Goal.
Exactly reproduce the lines from the line containing "[spot] the orange" to the end of the data below, inclusive, and nothing else.

Records from a dataset.
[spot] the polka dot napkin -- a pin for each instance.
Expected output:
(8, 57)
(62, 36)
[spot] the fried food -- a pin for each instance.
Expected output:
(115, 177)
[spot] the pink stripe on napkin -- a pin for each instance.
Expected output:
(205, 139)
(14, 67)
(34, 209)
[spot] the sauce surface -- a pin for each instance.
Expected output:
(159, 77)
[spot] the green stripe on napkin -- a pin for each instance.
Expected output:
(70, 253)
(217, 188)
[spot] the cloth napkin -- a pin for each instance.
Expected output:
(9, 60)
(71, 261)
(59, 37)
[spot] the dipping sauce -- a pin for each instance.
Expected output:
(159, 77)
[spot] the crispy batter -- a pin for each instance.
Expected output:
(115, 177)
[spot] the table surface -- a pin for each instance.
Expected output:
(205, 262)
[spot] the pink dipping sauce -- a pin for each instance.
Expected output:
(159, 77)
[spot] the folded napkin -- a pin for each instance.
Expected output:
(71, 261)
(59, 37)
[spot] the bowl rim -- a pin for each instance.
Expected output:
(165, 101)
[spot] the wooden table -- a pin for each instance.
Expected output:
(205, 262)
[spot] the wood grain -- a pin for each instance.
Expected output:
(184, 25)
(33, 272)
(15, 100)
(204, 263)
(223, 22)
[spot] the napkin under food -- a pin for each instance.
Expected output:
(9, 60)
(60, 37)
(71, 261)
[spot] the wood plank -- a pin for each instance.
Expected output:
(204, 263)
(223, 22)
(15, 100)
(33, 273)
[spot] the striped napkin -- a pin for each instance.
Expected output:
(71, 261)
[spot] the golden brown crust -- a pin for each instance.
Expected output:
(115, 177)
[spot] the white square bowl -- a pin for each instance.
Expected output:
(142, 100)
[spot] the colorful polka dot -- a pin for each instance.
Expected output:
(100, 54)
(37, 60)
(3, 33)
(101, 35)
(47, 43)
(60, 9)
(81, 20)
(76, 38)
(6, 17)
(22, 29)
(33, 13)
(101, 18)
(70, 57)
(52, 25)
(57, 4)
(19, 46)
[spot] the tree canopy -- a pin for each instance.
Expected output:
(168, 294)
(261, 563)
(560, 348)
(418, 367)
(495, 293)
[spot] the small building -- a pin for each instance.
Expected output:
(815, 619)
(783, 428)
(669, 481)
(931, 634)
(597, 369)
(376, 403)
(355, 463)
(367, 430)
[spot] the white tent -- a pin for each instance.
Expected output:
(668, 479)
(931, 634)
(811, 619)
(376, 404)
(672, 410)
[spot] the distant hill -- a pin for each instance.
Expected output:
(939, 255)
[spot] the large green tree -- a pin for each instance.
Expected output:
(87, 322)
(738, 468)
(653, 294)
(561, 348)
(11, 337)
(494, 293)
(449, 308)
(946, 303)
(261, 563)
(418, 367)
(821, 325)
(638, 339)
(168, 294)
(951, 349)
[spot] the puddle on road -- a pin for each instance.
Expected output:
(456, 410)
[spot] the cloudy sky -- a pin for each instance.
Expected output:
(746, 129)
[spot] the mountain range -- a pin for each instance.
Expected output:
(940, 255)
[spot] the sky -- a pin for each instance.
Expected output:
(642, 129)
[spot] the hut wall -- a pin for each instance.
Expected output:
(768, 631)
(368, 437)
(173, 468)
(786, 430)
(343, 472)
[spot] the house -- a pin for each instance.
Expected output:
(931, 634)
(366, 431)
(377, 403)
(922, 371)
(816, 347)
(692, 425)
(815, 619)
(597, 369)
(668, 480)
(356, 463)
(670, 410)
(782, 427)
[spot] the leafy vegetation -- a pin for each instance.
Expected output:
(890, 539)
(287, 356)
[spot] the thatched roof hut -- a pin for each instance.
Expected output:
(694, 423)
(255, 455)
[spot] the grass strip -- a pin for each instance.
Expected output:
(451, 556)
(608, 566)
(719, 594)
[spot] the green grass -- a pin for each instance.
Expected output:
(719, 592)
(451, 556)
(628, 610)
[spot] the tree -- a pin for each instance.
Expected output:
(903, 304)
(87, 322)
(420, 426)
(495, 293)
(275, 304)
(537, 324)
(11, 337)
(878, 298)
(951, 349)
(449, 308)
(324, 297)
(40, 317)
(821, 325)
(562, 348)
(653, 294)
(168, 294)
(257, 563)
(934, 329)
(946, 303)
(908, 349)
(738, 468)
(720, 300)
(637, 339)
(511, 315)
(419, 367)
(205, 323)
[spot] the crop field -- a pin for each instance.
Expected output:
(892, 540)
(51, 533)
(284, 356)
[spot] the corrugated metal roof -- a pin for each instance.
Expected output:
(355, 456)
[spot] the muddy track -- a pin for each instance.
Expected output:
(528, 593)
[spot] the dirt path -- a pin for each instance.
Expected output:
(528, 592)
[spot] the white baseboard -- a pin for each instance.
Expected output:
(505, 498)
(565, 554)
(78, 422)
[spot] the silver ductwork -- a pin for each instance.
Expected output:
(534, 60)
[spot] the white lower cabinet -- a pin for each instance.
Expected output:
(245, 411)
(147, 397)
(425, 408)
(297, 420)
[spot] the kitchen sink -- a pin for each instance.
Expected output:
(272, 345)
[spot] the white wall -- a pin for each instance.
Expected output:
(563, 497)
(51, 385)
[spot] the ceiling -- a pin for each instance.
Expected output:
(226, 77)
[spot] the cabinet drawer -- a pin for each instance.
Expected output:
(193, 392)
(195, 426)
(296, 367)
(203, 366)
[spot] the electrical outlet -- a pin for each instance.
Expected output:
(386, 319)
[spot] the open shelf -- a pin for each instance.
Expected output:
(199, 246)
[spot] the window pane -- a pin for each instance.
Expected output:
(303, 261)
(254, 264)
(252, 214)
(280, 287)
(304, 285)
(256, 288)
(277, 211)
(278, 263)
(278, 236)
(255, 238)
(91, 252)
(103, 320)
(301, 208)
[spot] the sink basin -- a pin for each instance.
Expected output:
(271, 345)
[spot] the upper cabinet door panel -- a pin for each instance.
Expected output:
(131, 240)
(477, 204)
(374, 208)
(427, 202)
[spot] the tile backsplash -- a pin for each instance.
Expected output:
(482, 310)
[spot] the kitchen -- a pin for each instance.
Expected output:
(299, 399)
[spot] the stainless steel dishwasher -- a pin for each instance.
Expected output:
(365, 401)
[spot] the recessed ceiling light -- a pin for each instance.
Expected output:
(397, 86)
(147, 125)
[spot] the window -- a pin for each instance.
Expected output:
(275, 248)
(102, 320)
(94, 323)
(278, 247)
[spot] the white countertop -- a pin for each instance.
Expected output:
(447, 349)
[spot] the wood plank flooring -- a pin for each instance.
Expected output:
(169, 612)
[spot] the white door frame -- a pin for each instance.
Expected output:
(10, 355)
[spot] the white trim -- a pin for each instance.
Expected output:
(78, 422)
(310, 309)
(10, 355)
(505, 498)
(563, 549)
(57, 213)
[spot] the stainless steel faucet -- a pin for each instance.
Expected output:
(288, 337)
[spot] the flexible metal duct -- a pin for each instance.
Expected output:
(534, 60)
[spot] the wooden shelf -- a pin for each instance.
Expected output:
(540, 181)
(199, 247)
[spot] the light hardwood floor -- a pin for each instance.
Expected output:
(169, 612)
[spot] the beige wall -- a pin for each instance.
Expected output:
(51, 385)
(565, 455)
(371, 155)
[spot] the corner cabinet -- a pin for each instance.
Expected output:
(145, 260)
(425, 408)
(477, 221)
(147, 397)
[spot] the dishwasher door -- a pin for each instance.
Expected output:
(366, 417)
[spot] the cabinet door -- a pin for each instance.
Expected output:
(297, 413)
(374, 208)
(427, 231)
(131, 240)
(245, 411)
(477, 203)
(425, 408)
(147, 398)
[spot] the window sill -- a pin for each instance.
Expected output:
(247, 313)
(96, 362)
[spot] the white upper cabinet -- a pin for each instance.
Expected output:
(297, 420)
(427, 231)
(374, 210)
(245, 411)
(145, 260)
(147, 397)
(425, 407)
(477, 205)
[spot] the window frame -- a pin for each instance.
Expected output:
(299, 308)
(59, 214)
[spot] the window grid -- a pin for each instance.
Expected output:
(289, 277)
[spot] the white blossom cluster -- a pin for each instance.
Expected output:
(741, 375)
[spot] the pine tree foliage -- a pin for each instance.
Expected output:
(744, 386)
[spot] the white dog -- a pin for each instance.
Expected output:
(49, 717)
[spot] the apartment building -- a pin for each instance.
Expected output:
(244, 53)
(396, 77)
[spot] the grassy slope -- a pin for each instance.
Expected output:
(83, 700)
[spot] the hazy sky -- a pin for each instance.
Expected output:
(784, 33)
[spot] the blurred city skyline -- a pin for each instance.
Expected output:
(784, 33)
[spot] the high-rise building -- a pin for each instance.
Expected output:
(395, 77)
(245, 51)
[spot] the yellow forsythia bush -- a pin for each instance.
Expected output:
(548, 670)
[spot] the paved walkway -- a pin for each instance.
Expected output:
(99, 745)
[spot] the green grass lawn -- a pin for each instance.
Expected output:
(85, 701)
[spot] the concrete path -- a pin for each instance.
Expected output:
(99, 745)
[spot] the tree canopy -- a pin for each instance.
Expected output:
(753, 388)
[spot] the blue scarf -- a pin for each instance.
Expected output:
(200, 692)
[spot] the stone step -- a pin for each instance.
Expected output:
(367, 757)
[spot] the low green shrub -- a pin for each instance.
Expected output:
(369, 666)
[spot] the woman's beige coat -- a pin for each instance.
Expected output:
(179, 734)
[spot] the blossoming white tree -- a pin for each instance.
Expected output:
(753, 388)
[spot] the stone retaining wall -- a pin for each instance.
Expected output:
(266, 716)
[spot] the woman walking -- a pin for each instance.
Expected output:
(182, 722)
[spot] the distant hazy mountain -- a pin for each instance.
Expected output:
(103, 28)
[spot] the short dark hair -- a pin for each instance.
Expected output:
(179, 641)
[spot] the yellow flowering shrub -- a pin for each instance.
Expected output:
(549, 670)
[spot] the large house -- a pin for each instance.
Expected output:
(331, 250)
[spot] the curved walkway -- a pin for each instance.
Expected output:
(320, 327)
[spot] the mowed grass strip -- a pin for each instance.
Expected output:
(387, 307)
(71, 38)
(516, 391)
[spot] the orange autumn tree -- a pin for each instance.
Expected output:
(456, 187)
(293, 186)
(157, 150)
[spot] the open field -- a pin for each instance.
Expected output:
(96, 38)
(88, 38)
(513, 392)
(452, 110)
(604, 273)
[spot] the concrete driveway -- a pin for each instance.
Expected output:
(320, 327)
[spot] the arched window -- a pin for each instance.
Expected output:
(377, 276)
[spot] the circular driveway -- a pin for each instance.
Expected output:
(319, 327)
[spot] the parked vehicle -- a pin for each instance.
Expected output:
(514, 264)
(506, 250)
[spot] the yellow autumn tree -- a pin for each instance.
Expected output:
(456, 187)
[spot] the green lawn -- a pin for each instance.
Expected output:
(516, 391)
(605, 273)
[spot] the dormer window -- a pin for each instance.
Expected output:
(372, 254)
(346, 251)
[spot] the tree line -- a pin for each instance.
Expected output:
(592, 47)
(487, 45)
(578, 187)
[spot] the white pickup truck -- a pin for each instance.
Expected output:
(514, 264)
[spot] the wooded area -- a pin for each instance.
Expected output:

Output for this exercise.
[spot] the orange autumn tree -- a pin for each instance.
Expected output:
(456, 187)
(293, 186)
(157, 150)
[spot] the open field -- a pin for each instance.
Expected output:
(96, 38)
(88, 38)
(513, 392)
(452, 110)
(604, 273)
[spot] the concrete driveway -- a pin for each instance.
Expected output:
(320, 327)
[spot] the arched window -- a pin for each instance.
Expected output:
(377, 276)
[spot] the circular driveway -- a pin for each instance.
Expected output:
(319, 327)
[spot] the parked vehicle -- a pin for each instance.
Expected output:
(514, 264)
(506, 250)
[spot] the yellow autumn tree -- a pin for each instance.
Expected output:
(456, 187)
[spot] the green lawn -- a pin for each instance.
Expected output:
(516, 391)
(605, 273)
[spot] the dormer window -- a pin for each instance.
Expected output:
(372, 254)
(346, 251)
[spot] the tree line -- a pin for each instance.
Expected output:
(592, 47)
(487, 45)
(578, 187)
[spot] the white pickup truck -- a pin for each instance.
Expected output:
(514, 264)
[spot] the wooded area -- a pin for each instance.
Expected output:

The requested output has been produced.